Exercise description:
Please write out every line of the material exactly.

Extracted records:
──────

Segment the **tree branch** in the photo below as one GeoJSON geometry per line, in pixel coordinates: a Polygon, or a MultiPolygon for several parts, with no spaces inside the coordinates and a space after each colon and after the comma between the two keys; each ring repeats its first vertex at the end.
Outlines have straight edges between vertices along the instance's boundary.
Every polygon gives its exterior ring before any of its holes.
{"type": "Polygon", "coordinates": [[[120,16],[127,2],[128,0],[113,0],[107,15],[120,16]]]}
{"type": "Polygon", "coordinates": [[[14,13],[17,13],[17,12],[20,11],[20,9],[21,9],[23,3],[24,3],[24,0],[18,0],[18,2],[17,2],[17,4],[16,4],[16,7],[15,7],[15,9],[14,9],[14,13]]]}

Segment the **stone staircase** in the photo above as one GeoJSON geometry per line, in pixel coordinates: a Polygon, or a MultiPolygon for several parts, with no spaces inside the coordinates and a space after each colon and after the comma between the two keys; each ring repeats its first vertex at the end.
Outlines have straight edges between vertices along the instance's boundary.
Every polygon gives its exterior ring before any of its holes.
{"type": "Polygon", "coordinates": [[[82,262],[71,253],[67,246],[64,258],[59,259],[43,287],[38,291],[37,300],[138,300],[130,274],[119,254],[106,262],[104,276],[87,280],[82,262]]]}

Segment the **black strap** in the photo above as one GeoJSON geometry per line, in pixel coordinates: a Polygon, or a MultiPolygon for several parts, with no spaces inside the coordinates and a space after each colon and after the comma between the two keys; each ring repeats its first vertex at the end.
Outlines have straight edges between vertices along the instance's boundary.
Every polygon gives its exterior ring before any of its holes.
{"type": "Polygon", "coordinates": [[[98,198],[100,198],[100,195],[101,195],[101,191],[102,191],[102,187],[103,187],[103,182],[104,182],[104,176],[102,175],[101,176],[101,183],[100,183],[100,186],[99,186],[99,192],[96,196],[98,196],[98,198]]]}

──────

Response area:
Segment the **tree branch** in the photo below as one GeoJSON geometry per line, in pixel coordinates: a Polygon, or a MultiPolygon for several parts, with no spaces inside the coordinates and a space after each colon and after the comma between the two keys; each ring repeats its first vertex at the end.
Outlines have straight edges between vertices along the instance's boundary.
Every polygon gives its exterior ring before any of its holes.
{"type": "Polygon", "coordinates": [[[120,16],[127,2],[128,0],[113,0],[107,15],[120,16]]]}
{"type": "Polygon", "coordinates": [[[14,13],[17,13],[17,12],[20,11],[20,9],[21,9],[23,3],[24,3],[24,0],[18,0],[18,2],[17,2],[17,4],[16,4],[16,7],[15,7],[15,9],[14,9],[14,13]]]}

Segment the **stone staircase** in the photo above as one GeoJSON geometry per line, in pixel coordinates: a Polygon, or a MultiPolygon for several parts, with no spaces inside the coordinates and a space after each colon and after the comma between the two keys; each ring repeats its first vertex at the end.
Outlines have straight edges between vertices along the instance's boundary.
Every polygon gives its exterior ring before any of its holes.
{"type": "Polygon", "coordinates": [[[82,262],[71,253],[67,246],[64,258],[59,259],[43,287],[38,291],[37,300],[138,300],[130,274],[119,254],[106,262],[104,276],[87,280],[82,262]]]}

Segment the **black strap** in the photo above as one GeoJSON geometry per line, in pixel coordinates: a Polygon, or a MultiPolygon for several parts, with no spaces inside the coordinates and a space after each colon and after the comma between the two keys; each ring repeats its first vertex at the end.
Outlines have straight edges between vertices along the instance's boundary.
Every polygon gives its exterior ring before any of its holes.
{"type": "Polygon", "coordinates": [[[98,198],[100,198],[100,195],[101,195],[101,191],[102,191],[102,187],[103,187],[103,182],[104,182],[104,176],[102,175],[101,176],[101,183],[100,183],[100,186],[99,186],[99,192],[96,196],[98,196],[98,198]]]}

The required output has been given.